▶ _Aufgabe 1_
Prüfen Sie, ob die folgenden Aussagen mit dem Artikel übereinstimmen, und belegen Sie jede Antwort mit Ja oder Nein sowie den entscheidenden Worten des Artikels als wörtliches Zitat. (a) Roger Waters hat ein Plastikschwein mit einem Judenstern versehen. (b) Ein Gericht in Frankfurt hat ein Konzert von Roger Waters verboten. (c) Jürgen Wilhelm ist Vorsitzender der Kölnischen Gesellschaft für Christlich-Jüdische Zusammenarbeit.
▶ _Aufgabe 2_
Filtern Sie aus den Datensätzen jede Zeile heraus, die das Wort „body" enthält, und geben Sie diese Zeilen wieder; dabei ist auf Groß- und Kleinschreibung zu achten.

DOMRADIO.DE: Was genau werfen Sie Roger Waters vor?
Prof. Jürgen Wilhelm (Vorsitzender der Kölnischen Gesellschaft für Christlich-Jüdische Zusammenarbeit): Wir werfen ihm vor, dass er unter dem Deckmantel der Kunstfreiheit ganz klaren, geradezu blasphemischen und die Menschenwürde verletzenden Antisemitismus betreibt.
Er hat zum Beispiel ein Plastikschwein mit einem Judenstern versehen. Jetzt hat er das durch ein Logo eines israelischen Unternehmens ersetzt, was auf dasselbe hinausläuft. Dieses Schwein hat er von der Bühne aus elektronisch abgeschossen.
Angesichts des millionenfachen Mordes an den Juden Europas, ist es für alle Überlebenden und deren Nachkommen unglaublich, so etwas in vielen Städten in Deutschland auf offener Bühne zwar nicht sehen zu müssen, aber doch zu wissen, dass so etwas im Jahre 2023 stattfindet.
DOMRADIO.DE: Waters sagt, seine Konzerte zu verbieten sei ein Angriff auf die Kunstfreiheit. In Frankfurt hat ihm ein Gericht Recht gegeben. Das sehen Sie anders. Inwiefern?

▶ _Vorliegende Datensätze_
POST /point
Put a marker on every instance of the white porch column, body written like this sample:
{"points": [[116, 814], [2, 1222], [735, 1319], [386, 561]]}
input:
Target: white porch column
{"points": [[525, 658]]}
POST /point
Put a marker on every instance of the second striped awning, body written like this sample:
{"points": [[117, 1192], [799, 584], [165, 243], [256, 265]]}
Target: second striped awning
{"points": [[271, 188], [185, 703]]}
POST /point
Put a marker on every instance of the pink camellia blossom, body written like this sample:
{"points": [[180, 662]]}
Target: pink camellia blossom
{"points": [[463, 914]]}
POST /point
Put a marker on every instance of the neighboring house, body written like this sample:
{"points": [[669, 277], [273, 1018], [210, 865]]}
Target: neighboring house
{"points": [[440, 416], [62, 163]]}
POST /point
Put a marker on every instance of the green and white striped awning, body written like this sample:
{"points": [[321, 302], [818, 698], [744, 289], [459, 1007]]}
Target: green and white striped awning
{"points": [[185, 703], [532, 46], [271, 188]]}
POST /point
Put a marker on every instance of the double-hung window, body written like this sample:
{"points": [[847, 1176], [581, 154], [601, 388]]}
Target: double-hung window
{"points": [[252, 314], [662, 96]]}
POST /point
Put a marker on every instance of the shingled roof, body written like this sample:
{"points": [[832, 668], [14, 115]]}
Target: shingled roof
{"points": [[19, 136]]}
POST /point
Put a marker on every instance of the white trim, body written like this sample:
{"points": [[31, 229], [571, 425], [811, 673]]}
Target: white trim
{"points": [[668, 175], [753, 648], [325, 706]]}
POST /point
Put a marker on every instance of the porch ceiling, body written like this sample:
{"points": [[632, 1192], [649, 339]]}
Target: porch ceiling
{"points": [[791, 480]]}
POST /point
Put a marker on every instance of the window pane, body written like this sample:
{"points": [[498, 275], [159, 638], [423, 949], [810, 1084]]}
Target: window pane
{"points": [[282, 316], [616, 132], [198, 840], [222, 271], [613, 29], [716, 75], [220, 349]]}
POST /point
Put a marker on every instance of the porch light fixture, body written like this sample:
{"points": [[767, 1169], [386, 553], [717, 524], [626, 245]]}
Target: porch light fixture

▶ _Lösung 1_
(a) Ja: „Er hat zum Beispiel ein Plastikschwein mit einem Judenstern versehen."
(b) Nein: „In Frankfurt hat ihm ein Gericht Recht gegeben."
(c) Ja: „Prof. Jürgen Wilhelm (Vorsitzender der Kölnischen Gesellschaft für Christlich-Jüdische Zusammenarbeit)"

▶ _Lösung 2_
Put a marker on every instance of the white porch column, body written like this sample:
Put a marker on every instance of the second striped awning, body written like this sample:
Put a marker on every instance of the pink camellia blossom, body written like this sample:
Put a marker on every instance of the neighboring house, body written like this sample:
Put a marker on every instance of the green and white striped awning, body written like this sample:
Put a marker on every instance of the double-hung window, body written like this sample:
Put a marker on every instance of the shingled roof, body written like this sample:
Put a marker on every instance of the white trim, body written like this sample:
Put a marker on every instance of the porch ceiling, body written like this sample:
Put a marker on every instance of the window pane, body written like this sample:
Put a marker on every instance of the porch light fixture, body written like this sample:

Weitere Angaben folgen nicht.